··· Data extract ···

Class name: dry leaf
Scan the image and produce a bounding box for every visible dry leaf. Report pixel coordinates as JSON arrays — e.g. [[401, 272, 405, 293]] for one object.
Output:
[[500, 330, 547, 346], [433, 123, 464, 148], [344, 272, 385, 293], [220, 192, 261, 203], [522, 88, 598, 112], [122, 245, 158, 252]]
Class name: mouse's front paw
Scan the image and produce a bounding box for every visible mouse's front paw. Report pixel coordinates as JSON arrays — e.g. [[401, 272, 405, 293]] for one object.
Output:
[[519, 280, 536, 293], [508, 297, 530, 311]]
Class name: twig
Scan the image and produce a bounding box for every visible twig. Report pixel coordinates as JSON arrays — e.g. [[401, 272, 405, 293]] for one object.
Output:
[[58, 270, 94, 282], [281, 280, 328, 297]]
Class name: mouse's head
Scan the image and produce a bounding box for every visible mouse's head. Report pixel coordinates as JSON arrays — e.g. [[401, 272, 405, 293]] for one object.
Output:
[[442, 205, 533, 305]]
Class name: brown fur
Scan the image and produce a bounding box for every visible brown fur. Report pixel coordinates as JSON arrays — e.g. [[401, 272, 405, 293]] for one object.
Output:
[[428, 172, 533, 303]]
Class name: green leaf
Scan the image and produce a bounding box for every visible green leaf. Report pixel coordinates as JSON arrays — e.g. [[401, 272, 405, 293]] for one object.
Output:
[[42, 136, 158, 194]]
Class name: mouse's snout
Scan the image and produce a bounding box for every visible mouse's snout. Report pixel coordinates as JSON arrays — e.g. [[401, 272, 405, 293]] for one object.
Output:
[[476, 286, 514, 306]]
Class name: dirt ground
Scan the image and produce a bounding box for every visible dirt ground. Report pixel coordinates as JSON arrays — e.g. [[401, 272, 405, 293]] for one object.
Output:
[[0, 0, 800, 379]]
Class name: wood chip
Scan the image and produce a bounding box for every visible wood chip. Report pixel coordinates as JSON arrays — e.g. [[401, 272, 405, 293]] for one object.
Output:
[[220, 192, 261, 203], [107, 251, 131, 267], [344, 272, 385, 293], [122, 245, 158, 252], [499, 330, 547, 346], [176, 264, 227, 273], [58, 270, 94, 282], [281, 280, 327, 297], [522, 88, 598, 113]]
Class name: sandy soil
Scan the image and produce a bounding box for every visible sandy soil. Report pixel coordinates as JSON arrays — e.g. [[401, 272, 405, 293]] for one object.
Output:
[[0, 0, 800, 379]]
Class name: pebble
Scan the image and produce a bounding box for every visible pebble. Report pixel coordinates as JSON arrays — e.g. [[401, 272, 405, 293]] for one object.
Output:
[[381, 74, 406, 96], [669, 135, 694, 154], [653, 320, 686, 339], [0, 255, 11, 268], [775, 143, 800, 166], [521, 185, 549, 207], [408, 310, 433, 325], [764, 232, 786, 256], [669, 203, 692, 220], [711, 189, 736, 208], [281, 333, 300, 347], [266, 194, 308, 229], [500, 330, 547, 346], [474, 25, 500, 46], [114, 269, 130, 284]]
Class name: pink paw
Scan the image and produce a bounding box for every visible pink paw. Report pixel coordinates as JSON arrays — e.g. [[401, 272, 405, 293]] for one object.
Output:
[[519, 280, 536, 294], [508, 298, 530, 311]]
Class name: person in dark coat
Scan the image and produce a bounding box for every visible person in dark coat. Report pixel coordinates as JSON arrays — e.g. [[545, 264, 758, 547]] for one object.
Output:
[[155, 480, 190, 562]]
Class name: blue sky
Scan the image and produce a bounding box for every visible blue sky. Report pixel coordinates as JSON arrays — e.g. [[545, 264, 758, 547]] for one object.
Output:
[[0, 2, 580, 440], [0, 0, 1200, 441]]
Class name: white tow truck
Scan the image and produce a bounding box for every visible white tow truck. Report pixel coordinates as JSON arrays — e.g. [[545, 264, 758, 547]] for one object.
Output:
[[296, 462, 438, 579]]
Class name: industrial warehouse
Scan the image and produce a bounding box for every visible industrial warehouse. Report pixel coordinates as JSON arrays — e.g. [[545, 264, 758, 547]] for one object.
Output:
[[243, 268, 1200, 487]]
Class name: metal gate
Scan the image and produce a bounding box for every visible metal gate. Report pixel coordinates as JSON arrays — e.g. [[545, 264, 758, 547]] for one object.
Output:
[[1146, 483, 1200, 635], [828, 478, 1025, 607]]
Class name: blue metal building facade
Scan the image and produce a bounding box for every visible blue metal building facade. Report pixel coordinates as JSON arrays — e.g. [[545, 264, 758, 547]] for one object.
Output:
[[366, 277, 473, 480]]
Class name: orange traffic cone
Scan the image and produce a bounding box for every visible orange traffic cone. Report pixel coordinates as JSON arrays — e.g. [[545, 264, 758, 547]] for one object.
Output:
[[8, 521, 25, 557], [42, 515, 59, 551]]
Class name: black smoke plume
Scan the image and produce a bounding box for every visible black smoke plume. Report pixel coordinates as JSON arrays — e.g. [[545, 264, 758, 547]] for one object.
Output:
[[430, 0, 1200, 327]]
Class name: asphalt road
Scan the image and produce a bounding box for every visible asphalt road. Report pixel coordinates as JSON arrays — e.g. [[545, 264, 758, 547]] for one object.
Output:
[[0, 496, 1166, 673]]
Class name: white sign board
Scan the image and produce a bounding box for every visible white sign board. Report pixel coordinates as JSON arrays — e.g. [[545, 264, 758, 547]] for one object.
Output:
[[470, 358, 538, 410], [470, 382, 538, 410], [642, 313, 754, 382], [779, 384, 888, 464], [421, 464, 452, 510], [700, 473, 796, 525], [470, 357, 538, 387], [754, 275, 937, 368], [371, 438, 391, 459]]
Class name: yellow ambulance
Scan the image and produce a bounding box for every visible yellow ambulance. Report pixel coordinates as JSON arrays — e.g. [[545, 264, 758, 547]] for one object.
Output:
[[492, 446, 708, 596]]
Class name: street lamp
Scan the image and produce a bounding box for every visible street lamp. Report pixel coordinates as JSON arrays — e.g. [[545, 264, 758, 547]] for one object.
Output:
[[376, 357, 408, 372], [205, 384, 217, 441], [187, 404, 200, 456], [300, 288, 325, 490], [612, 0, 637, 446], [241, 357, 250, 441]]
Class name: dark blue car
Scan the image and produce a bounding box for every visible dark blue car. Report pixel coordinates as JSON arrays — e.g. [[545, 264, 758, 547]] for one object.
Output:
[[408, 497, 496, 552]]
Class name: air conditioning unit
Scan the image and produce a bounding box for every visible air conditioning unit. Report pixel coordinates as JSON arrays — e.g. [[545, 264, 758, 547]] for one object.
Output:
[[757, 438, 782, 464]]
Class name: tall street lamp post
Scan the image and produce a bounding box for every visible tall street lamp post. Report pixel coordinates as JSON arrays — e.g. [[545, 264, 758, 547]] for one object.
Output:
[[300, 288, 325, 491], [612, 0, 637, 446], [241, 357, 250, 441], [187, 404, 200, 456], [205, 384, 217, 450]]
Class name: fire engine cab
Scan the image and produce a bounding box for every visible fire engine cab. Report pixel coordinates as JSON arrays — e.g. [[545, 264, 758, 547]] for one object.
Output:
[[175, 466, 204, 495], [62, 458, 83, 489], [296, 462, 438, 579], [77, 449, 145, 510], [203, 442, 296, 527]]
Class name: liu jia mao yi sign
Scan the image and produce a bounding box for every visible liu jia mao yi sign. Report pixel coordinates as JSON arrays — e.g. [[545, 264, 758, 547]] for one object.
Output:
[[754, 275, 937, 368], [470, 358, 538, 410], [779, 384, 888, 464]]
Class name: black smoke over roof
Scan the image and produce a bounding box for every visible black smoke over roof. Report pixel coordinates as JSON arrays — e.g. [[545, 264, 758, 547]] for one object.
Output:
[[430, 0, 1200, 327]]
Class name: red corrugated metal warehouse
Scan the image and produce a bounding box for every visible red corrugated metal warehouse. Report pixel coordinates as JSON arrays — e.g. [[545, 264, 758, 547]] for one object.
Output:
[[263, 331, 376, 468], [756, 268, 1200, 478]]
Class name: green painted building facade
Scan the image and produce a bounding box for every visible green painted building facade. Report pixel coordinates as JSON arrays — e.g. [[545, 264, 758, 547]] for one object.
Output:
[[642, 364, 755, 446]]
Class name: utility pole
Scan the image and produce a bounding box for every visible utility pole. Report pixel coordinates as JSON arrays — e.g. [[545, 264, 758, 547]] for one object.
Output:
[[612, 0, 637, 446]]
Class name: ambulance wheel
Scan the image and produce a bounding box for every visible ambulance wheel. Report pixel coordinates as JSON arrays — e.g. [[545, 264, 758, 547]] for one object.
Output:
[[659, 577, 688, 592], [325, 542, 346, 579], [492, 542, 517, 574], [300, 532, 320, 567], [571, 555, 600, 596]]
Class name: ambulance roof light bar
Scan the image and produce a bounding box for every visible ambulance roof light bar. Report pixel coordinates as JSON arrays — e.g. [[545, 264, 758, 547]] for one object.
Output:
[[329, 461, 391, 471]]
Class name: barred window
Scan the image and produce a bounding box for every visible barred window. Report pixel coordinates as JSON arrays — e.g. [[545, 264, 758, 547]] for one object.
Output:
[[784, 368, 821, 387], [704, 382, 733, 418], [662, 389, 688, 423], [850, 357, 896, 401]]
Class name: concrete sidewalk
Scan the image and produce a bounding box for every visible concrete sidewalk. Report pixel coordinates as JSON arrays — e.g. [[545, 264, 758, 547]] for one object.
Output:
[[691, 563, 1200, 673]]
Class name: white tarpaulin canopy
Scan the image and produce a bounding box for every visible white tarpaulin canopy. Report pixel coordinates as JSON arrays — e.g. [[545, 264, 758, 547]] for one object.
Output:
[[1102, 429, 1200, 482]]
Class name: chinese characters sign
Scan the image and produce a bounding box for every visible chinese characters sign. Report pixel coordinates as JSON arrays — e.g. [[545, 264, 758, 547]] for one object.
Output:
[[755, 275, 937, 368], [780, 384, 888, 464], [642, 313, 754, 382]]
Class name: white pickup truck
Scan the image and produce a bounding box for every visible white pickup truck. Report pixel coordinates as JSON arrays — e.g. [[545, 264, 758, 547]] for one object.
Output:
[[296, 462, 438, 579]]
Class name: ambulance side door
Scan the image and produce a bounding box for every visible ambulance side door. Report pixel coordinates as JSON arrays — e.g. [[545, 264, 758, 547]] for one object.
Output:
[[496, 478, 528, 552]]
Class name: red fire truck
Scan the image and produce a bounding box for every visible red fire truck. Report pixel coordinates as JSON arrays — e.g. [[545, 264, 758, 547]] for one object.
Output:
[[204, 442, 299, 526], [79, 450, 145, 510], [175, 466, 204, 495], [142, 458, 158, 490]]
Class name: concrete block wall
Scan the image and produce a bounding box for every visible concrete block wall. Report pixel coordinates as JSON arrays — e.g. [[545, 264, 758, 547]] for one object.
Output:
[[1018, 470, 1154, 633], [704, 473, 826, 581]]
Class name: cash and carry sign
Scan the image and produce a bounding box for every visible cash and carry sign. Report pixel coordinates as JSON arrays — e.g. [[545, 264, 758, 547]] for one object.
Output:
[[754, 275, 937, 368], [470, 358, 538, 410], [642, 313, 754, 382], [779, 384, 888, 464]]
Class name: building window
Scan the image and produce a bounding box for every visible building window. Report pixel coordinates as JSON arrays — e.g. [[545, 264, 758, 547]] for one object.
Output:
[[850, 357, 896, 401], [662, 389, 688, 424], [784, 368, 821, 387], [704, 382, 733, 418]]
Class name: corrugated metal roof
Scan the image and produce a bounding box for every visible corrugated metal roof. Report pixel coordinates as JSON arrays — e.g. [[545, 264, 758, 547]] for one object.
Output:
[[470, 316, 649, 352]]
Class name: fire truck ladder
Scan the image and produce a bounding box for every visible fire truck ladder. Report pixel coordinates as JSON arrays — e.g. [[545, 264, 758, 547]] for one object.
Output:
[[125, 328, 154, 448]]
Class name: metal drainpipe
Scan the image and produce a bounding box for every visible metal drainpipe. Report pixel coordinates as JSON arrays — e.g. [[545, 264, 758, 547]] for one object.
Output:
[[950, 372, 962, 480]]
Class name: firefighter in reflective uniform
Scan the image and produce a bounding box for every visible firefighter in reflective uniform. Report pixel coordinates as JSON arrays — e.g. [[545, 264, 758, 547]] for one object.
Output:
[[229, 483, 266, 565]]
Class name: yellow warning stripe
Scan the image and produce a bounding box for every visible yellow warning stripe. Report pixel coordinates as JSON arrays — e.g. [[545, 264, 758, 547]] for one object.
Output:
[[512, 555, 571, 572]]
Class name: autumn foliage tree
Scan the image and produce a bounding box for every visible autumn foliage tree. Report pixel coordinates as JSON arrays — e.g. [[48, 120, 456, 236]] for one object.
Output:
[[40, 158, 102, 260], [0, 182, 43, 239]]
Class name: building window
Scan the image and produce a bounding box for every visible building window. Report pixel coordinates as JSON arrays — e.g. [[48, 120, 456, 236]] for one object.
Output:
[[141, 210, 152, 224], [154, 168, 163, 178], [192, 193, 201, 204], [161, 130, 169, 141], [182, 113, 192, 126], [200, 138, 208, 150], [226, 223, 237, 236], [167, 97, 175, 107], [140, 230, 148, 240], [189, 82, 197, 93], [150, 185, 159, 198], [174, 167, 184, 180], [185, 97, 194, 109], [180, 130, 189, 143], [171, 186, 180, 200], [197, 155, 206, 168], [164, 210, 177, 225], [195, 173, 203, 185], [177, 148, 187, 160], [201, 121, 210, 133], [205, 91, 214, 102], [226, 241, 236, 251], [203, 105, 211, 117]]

···

Written task
Please copy word for word the lines from the start of the records through the line that contains "[[428, 172, 533, 303]]", including that line.

Result of this exercise
Class name: dry leaf
Scan the image and produce a bounding box for every visible dry leaf. Report pixel coordinates as JSON arrays — e.g. [[401, 272, 405, 293]] for one object.
Output:
[[500, 330, 547, 346], [433, 123, 464, 148], [344, 272, 385, 293], [220, 192, 261, 203], [522, 88, 598, 112], [122, 245, 158, 252]]
Class name: mouse's front paw
Scan the image and produce a bounding box for every visible mouse's front paw. Report pixel coordinates as JSON arrays — e.g. [[401, 272, 405, 293]] for one object.
Output:
[[519, 280, 536, 293], [508, 297, 530, 311]]
Class name: twig
Scan the image and produce a bounding box for every visible twig. Report pixel coordinates as JSON arrays — e.g. [[401, 272, 405, 293]] for one object.
Output:
[[58, 270, 94, 282], [281, 280, 328, 297]]
Class name: mouse's head
Scan the image and produce a bounding box for every visible mouse's head. Report pixel coordinates as JSON arrays — e.g. [[401, 272, 405, 293]] for one object.
Output:
[[442, 205, 533, 305]]
Class name: brown fur
Scan the image and produce a bounding box for every visible brown fur. Report pixel coordinates as JSON arrays — e.g. [[401, 272, 405, 293]] for one object.
Output:
[[428, 172, 533, 303]]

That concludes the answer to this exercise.